Task to complete: Reproduce all the lines below exactly and omit the images.

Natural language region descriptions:

******

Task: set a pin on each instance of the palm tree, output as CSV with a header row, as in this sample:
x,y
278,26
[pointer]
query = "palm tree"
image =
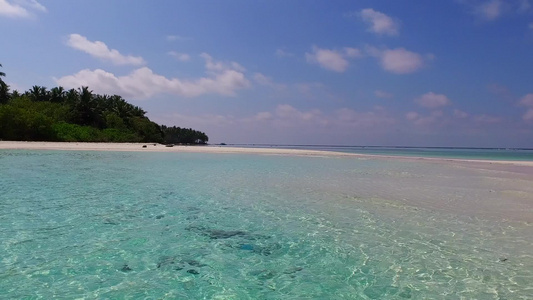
x,y
38,93
57,94
4,89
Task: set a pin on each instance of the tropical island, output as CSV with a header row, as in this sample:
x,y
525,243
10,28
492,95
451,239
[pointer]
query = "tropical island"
x,y
79,115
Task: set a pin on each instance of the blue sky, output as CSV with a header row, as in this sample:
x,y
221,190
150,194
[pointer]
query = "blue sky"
x,y
408,73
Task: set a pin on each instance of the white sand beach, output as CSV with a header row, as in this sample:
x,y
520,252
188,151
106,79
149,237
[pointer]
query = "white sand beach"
x,y
74,146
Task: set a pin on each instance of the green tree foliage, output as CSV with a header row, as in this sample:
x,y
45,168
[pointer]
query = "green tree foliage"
x,y
4,89
79,115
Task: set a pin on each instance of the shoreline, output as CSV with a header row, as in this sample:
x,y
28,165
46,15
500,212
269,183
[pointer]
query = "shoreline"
x,y
151,147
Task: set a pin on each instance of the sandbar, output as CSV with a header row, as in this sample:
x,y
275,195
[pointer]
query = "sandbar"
x,y
151,147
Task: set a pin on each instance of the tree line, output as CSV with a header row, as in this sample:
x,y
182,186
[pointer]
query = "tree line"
x,y
79,115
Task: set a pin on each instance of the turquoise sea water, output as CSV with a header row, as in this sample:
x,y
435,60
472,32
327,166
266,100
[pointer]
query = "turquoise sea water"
x,y
440,152
131,225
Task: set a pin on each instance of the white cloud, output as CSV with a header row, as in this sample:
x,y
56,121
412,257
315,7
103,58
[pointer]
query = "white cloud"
x,y
460,114
20,9
435,117
487,119
217,66
379,22
352,52
171,38
527,100
490,10
100,50
523,6
267,81
142,83
432,100
332,59
282,53
383,94
399,60
179,56
528,116
412,115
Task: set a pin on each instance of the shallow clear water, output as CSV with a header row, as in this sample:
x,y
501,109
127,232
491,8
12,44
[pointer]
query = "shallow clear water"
x,y
114,225
439,152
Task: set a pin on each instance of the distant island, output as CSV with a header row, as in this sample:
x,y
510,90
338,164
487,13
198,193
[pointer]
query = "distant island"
x,y
79,115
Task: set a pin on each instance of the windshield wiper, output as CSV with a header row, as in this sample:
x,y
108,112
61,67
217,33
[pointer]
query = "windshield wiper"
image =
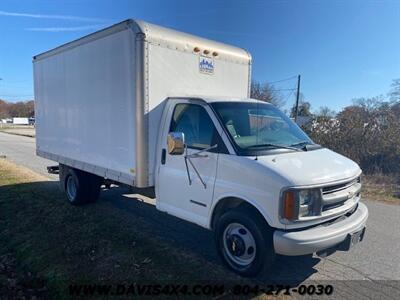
x,y
274,146
302,143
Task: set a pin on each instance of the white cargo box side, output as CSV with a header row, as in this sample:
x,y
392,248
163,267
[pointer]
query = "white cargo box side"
x,y
99,99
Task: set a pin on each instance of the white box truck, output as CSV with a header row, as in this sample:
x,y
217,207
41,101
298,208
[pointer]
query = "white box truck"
x,y
151,107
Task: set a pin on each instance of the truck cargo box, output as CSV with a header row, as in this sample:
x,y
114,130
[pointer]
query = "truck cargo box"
x,y
99,99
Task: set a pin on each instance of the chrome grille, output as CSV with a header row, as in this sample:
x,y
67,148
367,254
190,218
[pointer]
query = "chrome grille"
x,y
338,195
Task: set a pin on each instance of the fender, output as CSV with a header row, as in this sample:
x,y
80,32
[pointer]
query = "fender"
x,y
244,198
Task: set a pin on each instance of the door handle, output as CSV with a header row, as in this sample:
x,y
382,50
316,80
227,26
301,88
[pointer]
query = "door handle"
x,y
163,156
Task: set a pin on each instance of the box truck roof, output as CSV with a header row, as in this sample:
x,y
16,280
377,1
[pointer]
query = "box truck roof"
x,y
163,37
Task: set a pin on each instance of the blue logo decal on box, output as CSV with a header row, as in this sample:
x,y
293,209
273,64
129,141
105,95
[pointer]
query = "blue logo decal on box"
x,y
206,65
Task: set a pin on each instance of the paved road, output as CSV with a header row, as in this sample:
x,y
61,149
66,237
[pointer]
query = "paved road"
x,y
21,150
376,261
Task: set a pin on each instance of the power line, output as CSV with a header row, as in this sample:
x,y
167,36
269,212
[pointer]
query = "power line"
x,y
286,79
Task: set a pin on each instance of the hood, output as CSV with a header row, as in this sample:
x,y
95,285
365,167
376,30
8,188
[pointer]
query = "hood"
x,y
311,167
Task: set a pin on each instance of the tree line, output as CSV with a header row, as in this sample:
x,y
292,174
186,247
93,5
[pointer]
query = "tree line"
x,y
367,131
17,109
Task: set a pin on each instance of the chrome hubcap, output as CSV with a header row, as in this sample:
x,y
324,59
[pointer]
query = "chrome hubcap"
x,y
71,188
239,244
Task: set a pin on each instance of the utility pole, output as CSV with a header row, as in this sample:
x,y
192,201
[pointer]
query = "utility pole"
x,y
297,98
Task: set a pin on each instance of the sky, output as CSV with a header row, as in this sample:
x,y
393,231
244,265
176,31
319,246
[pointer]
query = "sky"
x,y
342,49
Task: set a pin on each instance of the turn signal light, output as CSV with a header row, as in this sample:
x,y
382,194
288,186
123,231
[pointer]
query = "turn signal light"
x,y
289,205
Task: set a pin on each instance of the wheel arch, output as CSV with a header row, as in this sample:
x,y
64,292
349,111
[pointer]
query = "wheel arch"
x,y
230,202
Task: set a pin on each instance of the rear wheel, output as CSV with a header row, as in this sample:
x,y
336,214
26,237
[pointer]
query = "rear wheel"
x,y
244,242
80,187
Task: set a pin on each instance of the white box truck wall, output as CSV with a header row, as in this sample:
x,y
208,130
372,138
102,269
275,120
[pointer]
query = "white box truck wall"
x,y
99,99
149,106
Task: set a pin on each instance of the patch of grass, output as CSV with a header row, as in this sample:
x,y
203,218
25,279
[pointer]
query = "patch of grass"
x,y
379,187
61,244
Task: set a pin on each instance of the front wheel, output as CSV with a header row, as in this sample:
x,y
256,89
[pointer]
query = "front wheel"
x,y
244,242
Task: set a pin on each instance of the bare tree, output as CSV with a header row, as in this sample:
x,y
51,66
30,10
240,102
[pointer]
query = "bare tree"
x,y
394,93
266,92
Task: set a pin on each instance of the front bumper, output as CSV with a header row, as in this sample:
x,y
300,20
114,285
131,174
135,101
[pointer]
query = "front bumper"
x,y
321,237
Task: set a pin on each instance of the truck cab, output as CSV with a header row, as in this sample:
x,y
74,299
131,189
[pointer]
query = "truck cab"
x,y
242,168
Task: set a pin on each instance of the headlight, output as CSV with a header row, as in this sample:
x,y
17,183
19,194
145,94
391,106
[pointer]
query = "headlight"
x,y
298,204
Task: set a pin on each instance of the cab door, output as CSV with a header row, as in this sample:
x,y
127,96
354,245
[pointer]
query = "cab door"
x,y
185,183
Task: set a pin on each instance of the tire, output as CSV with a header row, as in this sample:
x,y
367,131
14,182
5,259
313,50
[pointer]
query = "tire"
x,y
80,187
244,242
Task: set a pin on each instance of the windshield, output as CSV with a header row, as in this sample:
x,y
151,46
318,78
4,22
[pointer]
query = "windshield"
x,y
260,125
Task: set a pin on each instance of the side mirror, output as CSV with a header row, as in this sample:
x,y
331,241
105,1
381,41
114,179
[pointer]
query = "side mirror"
x,y
176,143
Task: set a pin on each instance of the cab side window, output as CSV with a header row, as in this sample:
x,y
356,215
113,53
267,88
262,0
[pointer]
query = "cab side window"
x,y
197,126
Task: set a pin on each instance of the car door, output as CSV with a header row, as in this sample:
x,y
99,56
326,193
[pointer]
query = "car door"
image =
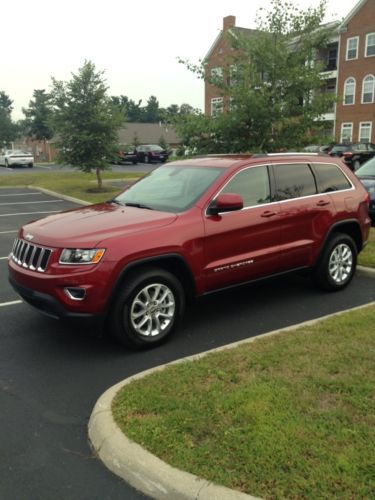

******

Expected output:
Task: set a pin on each instance of the palm tree, output as CSV with a header row, as in this sample:
x,y
278,26
[pointer]
query = "palm tree"
image =
x,y
38,93
57,94
4,89
Task: set a pin on each instance of the tropical island, output as CSV with a header row, as in this sample:
x,y
525,243
10,28
492,95
451,239
[pointer]
query = "tropical island"
x,y
79,115
Task: set a pin on each instance of the blue sky, output as CSV with a header row, as in this sample:
x,y
221,190
150,194
[pointer]
query = "blue sky"
x,y
408,73
Task: set a pin on each instance of the white sand beach, output as CSV with a header row, as in this sample:
x,y
520,252
188,151
106,79
149,237
[pointer]
query = "white sand beach"
x,y
74,146
Task: set a pin on each instance of the green tree foliage, output as CSV with a header row, as in this sample:
x,y
45,168
[pointer]
query = "green tree foliage"
x,y
4,89
79,115
Task: set a pin on each instance of the shoreline, output as CSV with a header row, as in this sample:
x,y
28,165
46,15
500,212
269,183
[pointer]
query = "shoreline"
x,y
151,147
Task: set a pin on each instance of the sandbar, output as CSV with a header row, as in this sample:
x,y
275,195
[pointer]
query = "sandbar"
x,y
151,147
Task: set a pin on each instance of the tree line, output as CSV with a header row, as in this sample:
x,y
182,186
[pointer]
query = "tree line"
x,y
79,115
Task: set a pin on each instance of the turquoise sea water, output as CSV with a header row, as in this sample:
x,y
435,60
472,32
327,166
266,100
[pointer]
query = "turquoise sea water"
x,y
440,152
131,225
Task: set a pin on each instance of the white cloud, output as CSV with a header row, as in this sample:
x,y
56,121
412,257
315,7
103,58
[pointer]
query = "white cloud"
x,y
460,114
20,9
435,117
487,119
217,66
379,22
352,52
171,38
527,100
490,10
100,50
523,6
267,81
142,83
432,100
332,59
282,53
383,94
399,60
179,56
528,116
412,115
Task: set a pin on each instance of the shallow clear water, output as CSV with a header row, as in this sample:
x,y
501,109
127,232
491,8
12,44
[pointer]
query = "shallow clear water"
x,y
114,225
439,152
Task: set a pin on each instance of the distant island, output as CSV with a header row, as in this sample:
x,y
510,90
338,164
487,13
198,193
[pointer]
query = "distant island"
x,y
79,115
Task: set a pin on each instance of the windshield wiper, output as CSV with a header row, as in this sample:
x,y
108,112
61,67
217,33
[pointer]
query = "windshield wiper"
image =
x,y
274,146
302,143
Task: set a pin on each instance of the white cargo box side, output as CSV with a header row, as in this sample:
x,y
392,248
163,267
[pointer]
query = "white cargo box side"
x,y
99,99
Task: set a pin on each instance of the white box truck, output as CSV with a header row, as in this sample:
x,y
217,207
41,101
298,208
[pointer]
query = "white box truck"
x,y
151,107
Task: set a pin on each instance of the truck cargo box, output as CSV with a header row, as in this sample:
x,y
114,130
[pointer]
query = "truck cargo box"
x,y
99,99
Task: set a pin on each instance of the chrome grille, output as CSV with a header row, as in this sample:
x,y
67,148
367,254
190,218
[pointer]
query = "chrome grille"
x,y
338,195
Task: set a pin on each instance of the fender, output as CSV with a header row, as in this sample:
x,y
80,32
[pointer]
query = "fender"
x,y
244,198
Task: set a pin on each instance of the door handle, output as CSV with a header row, as in this sample:
x,y
382,50
316,80
227,26
301,88
[pointer]
query = "door handle"
x,y
163,156
Task: set a pin on each instance of the box truck roof, output as CSV with a header row, as in this sample:
x,y
16,280
377,1
[pointer]
query = "box truck roof"
x,y
163,37
Task: set a pin on each instance of the blue logo decal on box, output as CSV with a header row, as in this sample:
x,y
293,209
273,64
129,141
105,95
[pointer]
query = "blue logo decal on box"
x,y
206,65
Task: set a pin on each instance of the paved road, output as CSV with a header row, as in this sample:
x,y
61,149
66,237
[pointer]
query = "paved road"
x,y
21,150
376,261
Task: set a pin on each instance of the power line, output as CSV with a header row, as in this sample:
x,y
167,36
269,212
[pointer]
query = "power line"
x,y
286,79
Task: set a pin on each instance of the hood, output as CSV with a header row, as in this sample:
x,y
95,285
365,167
376,30
8,188
[pointer]
query = "hood"
x,y
311,167
Task: set a pin on each instance of the tree line, output as CSV with a header row, as in this sample:
x,y
292,174
186,247
93,5
[pointer]
query = "tree line"
x,y
367,131
17,109
Task: set a pin on each instance of the chrome hubcap, output as CSV with a header row, as in this sample:
x,y
324,59
[pointer]
query = "chrome hubcap"
x,y
71,188
239,244
Task: set a pin on each instance of the utility pole, output as CSV with a header row, as in this sample:
x,y
192,201
[pointer]
query = "utility pole"
x,y
297,98
Task: set a pin on each instance of the sky, output as CSV with a header row, as in this sample:
x,y
393,231
244,265
176,31
319,246
[pointer]
query = "sky"
x,y
342,49
Task: set a pin on each instance of the turn signal light, output as CSV with a header row, as in this sample:
x,y
382,194
288,186
123,231
[pointer]
query = "turn signal light"
x,y
289,205
Task: set a pin on each instance of the wheel arch, output as CSV with a header row, as in this sample:
x,y
64,292
349,111
[pointer]
query = "wheel arch"
x,y
230,202
Task: set a pin on each instance of the rear wheel, output as CSV with a header row, as in this sample:
x,y
336,214
26,237
[pointer]
query = "rear wheel"
x,y
244,242
80,187
Task: set a pin on each instance of the white box truck wall, output as CSV with a header row, as in this sample:
x,y
208,130
372,138
102,269
275,120
[pointer]
query = "white box truck wall"
x,y
99,99
149,106
Task: set a pin on each instance of the patch of grass, output as CSV with a header row, as in this sample:
x,y
203,218
25,279
[pointer]
query = "patch of grass"
x,y
379,187
61,244
Task: set a pin on each instance of the front wheel, output as CSV with a header row, as in this sample:
x,y
256,89
[pointer]
query = "front wheel"
x,y
244,242
Task: set a pin on each instance of the bare tree, output as CSV with a header row, as in this sample:
x,y
51,66
30,10
240,102
[pointer]
query = "bare tree"
x,y
394,93
266,92
Task: set a pin on each instance of the front bumper, output as CSV with a header row, as in this sample:
x,y
300,20
114,285
131,174
135,101
[pointer]
query = "front bumper"
x,y
321,237
Task: set a pin on each instance of the truck cab, output as CSV with a header row, as in this sample:
x,y
74,299
131,189
[pointer]
query = "truck cab"
x,y
242,168
Task: set a pin on each instance of the headlight, output as CSV with a header row, as in this sample:
x,y
17,183
19,194
145,94
391,106
[pointer]
query = "headlight"
x,y
298,204
Task: set a pin on each instance of the cab door, output as CSV with a header row, as in this sample:
x,y
127,96
354,245
[pointer]
query = "cab door"
x,y
185,183
Task: set a pin on each instance of the tire, output as CSV with a header row, as in this sample:
x,y
367,131
14,182
5,259
313,50
[pointer]
query = "tire"
x,y
80,187
244,242
Task: set a pin on each instance of the windshield, output as CSV with a header row, as in this sample:
x,y
151,46
318,78
4,22
[pointer]
query = "windshield"
x,y
260,125
Task: set a pin on each instance of the side mirror, output as CSV with a header row, as in this sample:
x,y
331,241
105,1
381,41
114,179
[pointer]
query = "side mirror"
x,y
176,143
Task: set a pin on each instance of the cab side window, output as CSV with a header row, as in this sample:
x,y
356,215
113,53
267,88
262,0
[pointer]
query = "cab side window"
x,y
197,126
Task: set a pin on each instance of the car door, output as CSV with a header row, as in this sample:
x,y
99,56
326,193
[pointer]
query = "car door"
image =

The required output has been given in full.